Using the entries below, return word for word the lines from the one containing "Q: For every instance of the white sky" up to and including the last.

== DATA ROWS

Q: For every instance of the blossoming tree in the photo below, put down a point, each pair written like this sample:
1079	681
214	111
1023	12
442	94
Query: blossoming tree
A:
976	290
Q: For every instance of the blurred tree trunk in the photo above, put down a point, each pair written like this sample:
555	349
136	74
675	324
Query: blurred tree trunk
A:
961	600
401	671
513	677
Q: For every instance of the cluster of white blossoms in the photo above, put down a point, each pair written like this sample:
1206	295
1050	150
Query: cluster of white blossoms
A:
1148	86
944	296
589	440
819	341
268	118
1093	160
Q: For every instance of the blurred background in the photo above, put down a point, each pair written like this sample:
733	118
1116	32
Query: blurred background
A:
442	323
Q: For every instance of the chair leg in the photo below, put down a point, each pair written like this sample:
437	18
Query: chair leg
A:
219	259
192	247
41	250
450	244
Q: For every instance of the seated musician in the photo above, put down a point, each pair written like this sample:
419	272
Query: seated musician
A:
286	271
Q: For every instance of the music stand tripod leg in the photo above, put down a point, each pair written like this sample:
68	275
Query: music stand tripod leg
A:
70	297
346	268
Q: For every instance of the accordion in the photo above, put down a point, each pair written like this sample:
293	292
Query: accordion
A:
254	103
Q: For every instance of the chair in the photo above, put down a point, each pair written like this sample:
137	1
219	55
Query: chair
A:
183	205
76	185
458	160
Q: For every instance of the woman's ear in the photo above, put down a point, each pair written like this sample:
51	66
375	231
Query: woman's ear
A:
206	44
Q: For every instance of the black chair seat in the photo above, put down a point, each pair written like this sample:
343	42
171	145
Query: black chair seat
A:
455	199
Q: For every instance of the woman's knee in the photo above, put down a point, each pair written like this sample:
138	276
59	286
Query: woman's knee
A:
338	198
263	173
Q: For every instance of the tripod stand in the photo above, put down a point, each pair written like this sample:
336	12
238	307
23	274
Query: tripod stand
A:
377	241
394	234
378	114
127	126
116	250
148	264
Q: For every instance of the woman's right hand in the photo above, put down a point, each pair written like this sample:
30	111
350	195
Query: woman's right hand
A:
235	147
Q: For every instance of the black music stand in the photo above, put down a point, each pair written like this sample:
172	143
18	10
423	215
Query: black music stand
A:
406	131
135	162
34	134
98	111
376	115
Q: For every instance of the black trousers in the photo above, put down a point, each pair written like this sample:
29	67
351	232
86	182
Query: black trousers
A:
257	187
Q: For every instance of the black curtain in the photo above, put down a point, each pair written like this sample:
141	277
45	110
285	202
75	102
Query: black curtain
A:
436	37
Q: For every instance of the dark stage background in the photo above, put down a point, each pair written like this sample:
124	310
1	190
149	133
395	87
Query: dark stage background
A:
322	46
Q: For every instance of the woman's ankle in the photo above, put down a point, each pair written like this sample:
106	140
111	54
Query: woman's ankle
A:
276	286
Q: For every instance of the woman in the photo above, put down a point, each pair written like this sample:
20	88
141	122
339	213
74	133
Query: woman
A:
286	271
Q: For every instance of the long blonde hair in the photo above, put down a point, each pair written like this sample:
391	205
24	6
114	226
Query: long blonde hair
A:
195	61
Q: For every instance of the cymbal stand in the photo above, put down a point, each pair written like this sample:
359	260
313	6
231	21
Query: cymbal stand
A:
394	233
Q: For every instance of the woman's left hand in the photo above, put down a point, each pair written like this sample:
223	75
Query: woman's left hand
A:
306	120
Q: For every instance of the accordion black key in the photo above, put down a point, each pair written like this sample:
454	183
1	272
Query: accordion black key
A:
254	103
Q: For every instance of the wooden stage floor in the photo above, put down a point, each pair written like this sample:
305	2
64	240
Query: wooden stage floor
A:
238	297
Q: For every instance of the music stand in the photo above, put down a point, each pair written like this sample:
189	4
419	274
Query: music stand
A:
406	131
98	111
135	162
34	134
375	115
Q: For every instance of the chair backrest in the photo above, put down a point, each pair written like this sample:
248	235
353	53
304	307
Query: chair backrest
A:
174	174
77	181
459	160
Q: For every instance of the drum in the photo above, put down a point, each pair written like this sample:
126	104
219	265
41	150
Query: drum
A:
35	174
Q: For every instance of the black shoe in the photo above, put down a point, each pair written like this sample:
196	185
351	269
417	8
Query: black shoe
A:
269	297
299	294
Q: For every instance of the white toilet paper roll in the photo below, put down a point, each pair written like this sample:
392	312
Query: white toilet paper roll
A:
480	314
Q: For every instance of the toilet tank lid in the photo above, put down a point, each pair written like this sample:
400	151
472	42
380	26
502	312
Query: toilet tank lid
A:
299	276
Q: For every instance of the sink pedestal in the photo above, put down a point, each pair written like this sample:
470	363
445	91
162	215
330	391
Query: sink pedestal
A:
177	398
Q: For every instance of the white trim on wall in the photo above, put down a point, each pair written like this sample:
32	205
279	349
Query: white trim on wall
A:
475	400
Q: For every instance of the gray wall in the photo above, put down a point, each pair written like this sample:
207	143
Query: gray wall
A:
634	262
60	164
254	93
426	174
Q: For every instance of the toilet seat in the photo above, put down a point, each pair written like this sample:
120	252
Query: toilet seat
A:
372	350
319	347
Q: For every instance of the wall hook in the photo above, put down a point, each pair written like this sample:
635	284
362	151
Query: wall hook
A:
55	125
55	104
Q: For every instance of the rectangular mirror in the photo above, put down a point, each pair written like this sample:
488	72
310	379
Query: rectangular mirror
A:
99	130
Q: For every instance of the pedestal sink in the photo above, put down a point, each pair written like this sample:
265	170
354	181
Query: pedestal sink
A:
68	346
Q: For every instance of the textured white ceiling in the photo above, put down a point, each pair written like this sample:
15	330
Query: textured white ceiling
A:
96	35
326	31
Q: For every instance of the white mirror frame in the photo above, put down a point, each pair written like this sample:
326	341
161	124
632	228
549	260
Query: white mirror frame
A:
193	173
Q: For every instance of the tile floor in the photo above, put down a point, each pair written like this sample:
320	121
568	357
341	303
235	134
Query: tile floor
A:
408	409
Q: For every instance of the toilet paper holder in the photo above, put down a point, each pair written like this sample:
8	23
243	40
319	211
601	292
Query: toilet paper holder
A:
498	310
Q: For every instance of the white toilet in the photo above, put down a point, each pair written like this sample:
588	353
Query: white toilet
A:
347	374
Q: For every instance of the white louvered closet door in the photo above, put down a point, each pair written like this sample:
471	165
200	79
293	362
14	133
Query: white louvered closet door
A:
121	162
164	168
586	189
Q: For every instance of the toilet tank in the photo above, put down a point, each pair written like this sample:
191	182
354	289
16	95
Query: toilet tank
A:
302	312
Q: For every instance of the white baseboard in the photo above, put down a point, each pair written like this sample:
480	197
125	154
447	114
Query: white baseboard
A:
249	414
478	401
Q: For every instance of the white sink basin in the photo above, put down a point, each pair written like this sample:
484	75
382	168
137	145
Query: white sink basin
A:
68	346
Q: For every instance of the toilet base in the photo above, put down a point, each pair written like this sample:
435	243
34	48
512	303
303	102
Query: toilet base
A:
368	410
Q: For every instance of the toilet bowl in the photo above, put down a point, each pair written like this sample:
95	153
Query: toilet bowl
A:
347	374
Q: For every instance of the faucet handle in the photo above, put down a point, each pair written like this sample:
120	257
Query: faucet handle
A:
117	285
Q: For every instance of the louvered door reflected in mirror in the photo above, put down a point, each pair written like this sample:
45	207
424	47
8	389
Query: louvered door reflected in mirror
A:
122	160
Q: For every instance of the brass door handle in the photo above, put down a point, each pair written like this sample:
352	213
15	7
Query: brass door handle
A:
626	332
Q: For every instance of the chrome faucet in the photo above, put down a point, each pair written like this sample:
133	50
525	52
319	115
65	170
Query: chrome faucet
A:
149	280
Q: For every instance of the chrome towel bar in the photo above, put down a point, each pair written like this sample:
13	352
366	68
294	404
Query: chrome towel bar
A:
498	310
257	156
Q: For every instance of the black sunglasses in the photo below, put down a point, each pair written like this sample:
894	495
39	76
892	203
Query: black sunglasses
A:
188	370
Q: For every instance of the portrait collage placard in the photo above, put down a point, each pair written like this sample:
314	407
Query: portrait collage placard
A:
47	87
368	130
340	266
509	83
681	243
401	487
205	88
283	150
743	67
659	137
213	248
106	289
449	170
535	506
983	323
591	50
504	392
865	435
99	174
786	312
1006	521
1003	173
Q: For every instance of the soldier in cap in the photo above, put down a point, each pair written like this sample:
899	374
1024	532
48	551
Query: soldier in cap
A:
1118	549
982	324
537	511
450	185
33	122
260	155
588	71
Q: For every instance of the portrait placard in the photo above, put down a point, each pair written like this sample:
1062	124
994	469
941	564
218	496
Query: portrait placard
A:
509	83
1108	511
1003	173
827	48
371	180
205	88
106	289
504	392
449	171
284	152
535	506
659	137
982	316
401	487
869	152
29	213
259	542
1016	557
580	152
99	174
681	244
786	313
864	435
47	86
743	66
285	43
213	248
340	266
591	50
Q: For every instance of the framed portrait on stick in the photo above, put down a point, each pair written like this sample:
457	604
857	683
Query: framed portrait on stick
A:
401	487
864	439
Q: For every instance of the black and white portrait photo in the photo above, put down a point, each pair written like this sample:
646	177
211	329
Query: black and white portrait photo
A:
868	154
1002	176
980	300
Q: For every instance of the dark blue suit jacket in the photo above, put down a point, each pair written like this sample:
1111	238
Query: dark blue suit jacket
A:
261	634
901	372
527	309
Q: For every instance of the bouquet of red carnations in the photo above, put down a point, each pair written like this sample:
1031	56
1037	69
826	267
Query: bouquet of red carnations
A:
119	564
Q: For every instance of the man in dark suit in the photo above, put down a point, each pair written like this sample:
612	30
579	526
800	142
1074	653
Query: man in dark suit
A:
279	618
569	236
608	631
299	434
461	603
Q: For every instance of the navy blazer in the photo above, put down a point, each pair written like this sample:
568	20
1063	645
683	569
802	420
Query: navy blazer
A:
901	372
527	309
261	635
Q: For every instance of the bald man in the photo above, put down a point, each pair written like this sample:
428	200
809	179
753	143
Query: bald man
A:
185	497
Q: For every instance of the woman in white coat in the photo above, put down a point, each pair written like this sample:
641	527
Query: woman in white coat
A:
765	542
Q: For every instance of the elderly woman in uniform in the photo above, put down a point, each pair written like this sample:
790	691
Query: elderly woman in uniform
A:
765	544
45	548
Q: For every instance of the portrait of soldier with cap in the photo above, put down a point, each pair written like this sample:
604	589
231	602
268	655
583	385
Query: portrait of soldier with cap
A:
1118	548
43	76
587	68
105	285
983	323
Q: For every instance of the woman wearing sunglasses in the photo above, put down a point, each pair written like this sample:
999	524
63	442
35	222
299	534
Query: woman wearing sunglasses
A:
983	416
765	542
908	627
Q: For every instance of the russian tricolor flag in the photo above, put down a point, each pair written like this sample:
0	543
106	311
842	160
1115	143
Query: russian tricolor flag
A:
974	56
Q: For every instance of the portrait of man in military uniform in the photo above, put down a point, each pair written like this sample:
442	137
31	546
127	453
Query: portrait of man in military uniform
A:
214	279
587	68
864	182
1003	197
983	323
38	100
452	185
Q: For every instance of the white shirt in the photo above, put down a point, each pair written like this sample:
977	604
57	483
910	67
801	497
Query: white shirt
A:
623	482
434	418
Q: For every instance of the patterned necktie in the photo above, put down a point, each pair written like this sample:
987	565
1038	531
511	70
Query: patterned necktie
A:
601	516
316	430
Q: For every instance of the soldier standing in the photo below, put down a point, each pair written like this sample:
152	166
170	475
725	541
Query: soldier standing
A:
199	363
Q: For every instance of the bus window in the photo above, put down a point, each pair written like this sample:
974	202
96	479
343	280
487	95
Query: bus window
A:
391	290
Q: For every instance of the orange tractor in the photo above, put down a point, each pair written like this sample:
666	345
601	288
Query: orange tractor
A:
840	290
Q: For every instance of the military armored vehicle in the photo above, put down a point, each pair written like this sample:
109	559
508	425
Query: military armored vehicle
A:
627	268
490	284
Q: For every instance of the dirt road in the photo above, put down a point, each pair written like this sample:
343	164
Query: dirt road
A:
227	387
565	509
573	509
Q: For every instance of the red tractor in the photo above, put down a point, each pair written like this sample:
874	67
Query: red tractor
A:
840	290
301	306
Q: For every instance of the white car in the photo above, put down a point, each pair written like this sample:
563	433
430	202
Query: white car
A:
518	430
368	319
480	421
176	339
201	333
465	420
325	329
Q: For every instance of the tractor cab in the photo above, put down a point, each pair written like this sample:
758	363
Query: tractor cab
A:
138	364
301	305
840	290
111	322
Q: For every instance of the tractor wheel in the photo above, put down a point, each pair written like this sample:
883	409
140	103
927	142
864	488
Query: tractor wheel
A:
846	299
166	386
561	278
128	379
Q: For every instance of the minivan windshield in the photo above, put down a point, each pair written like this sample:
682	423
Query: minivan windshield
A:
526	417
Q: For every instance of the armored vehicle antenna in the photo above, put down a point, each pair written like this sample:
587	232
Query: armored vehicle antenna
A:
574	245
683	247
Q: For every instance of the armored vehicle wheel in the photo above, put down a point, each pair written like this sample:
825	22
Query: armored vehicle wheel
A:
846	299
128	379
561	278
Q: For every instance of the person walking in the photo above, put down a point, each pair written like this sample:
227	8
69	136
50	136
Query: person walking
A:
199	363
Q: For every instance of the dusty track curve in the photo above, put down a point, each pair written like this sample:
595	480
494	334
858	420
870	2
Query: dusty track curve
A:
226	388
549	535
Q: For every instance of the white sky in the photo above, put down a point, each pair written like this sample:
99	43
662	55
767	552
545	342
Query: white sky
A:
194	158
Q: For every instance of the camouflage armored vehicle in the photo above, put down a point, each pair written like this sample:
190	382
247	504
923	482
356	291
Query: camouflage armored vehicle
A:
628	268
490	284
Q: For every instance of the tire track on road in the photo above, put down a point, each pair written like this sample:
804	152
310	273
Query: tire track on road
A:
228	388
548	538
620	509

====

*REPLY*
Q: For every instance of the white sky in the photo above, put down a point, each pair written like this sample:
99	43
662	55
767	552
545	342
Query: white sky
A:
194	158
Q: For every instance of the camouflage armored vehicle in the photo above, put down a point, each pair written like this sample:
190	382
247	504
923	482
356	291
Query: camouflage armored vehicle
A:
628	268
490	284
Q: For every instance of the tire track on road in the photo above, put down a point, each pair written like this sample:
804	152
310	273
Query: tire track on road
A:
228	388
548	538
620	509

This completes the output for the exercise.